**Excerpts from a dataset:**
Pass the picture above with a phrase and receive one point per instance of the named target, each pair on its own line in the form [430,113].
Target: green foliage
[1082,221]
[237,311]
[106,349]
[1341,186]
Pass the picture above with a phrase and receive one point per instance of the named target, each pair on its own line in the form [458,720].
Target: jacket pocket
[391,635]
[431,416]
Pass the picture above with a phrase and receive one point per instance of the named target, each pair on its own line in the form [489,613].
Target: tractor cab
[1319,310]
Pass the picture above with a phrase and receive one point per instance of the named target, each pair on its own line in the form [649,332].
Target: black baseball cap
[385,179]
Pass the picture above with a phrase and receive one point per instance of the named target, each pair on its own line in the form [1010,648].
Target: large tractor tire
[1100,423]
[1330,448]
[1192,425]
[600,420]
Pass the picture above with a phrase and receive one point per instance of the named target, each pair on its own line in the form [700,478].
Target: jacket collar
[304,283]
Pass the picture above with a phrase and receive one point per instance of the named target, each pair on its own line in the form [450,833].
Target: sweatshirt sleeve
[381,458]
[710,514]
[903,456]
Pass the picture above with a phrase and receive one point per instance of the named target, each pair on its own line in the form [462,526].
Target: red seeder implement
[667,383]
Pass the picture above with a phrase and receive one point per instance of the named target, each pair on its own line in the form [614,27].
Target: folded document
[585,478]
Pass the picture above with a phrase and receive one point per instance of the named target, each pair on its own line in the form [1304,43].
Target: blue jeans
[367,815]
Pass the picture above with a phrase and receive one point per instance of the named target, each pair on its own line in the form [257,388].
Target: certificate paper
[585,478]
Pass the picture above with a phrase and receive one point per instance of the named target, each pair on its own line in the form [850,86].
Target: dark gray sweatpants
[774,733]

**AIM OF THE EXERCISE:**
Beginning with the line that holds "Target: black baseball cap" and ending with the last line of the data, copy each line exactly and add nothing.

**EXERCISE OUTPUT:**
Target: black baseball cap
[385,179]
Pass the picture above with a phrase and receive one point per instance of the named target, each pair on its own line in the form [1010,648].
Target: large tractor tire
[1100,423]
[1330,448]
[1192,425]
[600,420]
Pass the picture above with a phrase and receive one point per instance of the named target, each pair on its own line in the form [700,478].
Target: jacket collar
[304,283]
Pass the picture above with a phrase and receive one point per instance of the named target, each pair on its own line in the form [450,833].
Target: sweatshirt sleeve
[381,458]
[710,514]
[903,456]
Pass the picture above with a phrase and receive one point per instance of the named target, each pair on its own line in the form [462,526].
Target: red seeder implement
[667,383]
Pass the picture above with a phrase and receive one point per instance of the named target, each pair on its own line in the form [614,27].
Target: folded document
[585,478]
Pass the picture above with a phrase and receive one point per instance of the named target, each pair on its own line in the form [1304,43].
Target: blue jeans
[367,815]
Pass the picture above with a phrase and receive one point per instance of the named target, each pair on its own line in the form [257,388].
Target: certificate paper
[585,478]
Pass the picture above with a phrase and receive one point per instance of the named target, each pair on its own line in the form [850,86].
Target: dark gray sweatpants
[774,733]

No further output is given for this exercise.